_EXERCISE_
When you reach the line that contains "for the sky" in the data below, copy it and every line after it exactly, adding nothing.

Dataset items:
——
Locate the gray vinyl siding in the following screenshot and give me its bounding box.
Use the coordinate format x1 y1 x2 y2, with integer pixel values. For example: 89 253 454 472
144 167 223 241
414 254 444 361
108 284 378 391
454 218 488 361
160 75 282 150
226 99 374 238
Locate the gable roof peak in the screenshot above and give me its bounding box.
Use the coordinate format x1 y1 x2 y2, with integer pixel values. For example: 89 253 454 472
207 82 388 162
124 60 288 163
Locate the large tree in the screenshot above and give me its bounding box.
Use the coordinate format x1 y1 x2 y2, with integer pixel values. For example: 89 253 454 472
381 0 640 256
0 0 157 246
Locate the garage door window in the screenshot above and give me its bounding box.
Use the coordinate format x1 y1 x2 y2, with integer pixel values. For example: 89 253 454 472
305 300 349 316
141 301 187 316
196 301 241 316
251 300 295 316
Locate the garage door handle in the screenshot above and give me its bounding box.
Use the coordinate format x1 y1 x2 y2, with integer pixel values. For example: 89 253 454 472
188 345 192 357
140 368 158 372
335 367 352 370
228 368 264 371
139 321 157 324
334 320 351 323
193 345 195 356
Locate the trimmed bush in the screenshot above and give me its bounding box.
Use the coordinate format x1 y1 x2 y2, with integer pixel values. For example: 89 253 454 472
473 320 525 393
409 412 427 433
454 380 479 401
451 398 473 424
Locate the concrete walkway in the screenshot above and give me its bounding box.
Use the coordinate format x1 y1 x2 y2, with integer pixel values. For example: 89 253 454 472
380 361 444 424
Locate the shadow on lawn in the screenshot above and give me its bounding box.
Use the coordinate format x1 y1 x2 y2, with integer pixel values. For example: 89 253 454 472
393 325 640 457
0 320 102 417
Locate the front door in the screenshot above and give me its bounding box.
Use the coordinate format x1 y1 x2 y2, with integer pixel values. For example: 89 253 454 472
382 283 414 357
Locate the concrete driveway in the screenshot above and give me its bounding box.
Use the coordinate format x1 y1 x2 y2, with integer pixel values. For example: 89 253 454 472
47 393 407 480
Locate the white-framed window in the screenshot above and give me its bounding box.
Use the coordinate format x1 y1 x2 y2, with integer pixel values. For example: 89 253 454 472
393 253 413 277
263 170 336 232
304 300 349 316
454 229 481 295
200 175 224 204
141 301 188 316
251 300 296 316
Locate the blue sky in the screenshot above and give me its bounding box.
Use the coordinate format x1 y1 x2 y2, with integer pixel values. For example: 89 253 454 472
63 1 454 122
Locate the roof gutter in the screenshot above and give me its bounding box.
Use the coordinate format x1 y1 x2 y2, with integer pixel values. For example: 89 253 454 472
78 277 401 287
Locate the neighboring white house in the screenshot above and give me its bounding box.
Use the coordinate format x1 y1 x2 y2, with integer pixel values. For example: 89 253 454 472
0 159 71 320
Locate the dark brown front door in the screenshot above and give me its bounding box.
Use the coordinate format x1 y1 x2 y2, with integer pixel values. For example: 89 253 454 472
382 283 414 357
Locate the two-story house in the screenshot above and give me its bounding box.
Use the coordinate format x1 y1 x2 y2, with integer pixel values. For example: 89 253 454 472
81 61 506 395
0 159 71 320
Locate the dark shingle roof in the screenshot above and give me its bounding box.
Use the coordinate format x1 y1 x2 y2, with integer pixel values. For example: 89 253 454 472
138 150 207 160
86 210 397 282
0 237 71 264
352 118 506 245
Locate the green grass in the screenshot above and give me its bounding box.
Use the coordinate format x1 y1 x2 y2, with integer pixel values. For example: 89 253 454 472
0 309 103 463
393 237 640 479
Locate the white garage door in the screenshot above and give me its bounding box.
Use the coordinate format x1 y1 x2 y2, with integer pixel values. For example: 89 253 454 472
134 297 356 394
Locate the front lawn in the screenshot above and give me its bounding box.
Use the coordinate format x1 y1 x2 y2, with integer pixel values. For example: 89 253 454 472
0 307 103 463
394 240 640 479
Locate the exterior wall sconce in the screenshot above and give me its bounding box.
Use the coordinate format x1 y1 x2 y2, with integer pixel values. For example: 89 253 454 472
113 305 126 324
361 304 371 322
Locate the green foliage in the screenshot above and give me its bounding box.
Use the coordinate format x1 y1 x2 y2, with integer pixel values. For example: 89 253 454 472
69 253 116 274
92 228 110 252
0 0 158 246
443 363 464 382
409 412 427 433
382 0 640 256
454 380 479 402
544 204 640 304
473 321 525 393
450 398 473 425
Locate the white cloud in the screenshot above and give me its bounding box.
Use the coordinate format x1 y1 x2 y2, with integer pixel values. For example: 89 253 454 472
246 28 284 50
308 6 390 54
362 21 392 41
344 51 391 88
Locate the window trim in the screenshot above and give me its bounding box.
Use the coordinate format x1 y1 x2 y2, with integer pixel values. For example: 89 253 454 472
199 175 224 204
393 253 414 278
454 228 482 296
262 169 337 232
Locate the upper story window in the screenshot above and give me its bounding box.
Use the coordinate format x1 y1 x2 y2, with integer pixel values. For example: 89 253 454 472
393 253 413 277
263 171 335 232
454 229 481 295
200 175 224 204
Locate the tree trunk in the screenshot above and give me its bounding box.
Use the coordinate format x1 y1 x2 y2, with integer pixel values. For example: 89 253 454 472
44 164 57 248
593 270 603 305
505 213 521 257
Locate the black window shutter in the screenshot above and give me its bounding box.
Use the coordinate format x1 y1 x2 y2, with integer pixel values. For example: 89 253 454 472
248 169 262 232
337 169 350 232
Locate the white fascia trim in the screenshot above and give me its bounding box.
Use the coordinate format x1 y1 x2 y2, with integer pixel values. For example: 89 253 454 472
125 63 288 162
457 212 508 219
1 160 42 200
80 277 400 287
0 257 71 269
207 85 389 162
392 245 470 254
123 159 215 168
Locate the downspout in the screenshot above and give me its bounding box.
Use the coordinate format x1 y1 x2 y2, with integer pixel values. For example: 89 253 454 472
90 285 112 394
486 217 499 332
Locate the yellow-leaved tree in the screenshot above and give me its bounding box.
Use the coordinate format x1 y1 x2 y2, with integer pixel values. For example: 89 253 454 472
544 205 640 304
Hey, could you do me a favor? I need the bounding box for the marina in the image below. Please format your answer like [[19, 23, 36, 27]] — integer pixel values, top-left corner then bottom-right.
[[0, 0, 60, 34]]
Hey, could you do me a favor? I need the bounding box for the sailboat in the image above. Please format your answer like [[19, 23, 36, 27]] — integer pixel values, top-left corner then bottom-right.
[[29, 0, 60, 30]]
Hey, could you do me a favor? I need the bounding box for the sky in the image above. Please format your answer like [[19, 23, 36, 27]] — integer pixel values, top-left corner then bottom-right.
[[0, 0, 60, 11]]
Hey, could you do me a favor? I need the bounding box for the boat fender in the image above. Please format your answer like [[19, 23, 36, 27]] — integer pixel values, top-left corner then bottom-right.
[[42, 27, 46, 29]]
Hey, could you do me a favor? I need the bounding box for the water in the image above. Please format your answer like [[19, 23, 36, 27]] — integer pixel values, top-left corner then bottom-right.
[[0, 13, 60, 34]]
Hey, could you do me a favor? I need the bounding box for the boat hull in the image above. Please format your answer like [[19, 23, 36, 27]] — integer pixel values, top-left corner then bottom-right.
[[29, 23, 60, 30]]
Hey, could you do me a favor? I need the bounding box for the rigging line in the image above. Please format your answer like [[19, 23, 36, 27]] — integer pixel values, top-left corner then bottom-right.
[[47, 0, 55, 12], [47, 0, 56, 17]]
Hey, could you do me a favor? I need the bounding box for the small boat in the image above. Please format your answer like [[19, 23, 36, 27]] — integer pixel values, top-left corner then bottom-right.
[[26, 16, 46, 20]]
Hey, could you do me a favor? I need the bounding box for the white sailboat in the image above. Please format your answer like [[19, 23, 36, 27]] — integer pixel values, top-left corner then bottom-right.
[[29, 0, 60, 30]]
——
_RESULT_
Hey, could you do me a favor? I need the bounding box for the sky in the image above. Please format your answer like [[19, 23, 36, 27]] — integer pixel values, top-left corner then bottom-right.
[[0, 0, 60, 11]]
Hey, could you do me a favor? I need the bounding box for the boat fender in the image above. Please format your answer like [[19, 23, 36, 27]] — integer pixel values, top-left corner then bottom-right.
[[42, 27, 46, 29]]
Hey, could you do me a favor? I need the bounding box for the water in the image above. Please format your answer like [[19, 23, 36, 27]] — integer pixel values, top-left corner then bottom-right.
[[0, 13, 60, 34]]
Hey, could you do me a favor? I need the bounding box for the boat hull in the image above. Please format your answer like [[19, 23, 36, 27]] — integer pixel values, top-left corner then bottom-right.
[[29, 23, 60, 30]]
Hey, could you do me a favor? I need the bounding box for the rigging line in the image above. Please format your answer like [[19, 23, 36, 27]] — integer pixel values, top-left corner then bottom-right.
[[47, 0, 55, 12], [47, 0, 56, 17]]
Hey, could you do me a favor? I need the bounding box for the small boat in the image above. Please format your answer like [[19, 23, 36, 27]] — integer pixel values, top-left corner then bottom-right.
[[26, 16, 46, 20]]
Hey, could you do me a favor? I need the bounding box for the white sailboat in the image above. Please format your answer like [[19, 23, 36, 27]] — integer pixel values, top-left corner then bottom-right.
[[29, 0, 60, 30]]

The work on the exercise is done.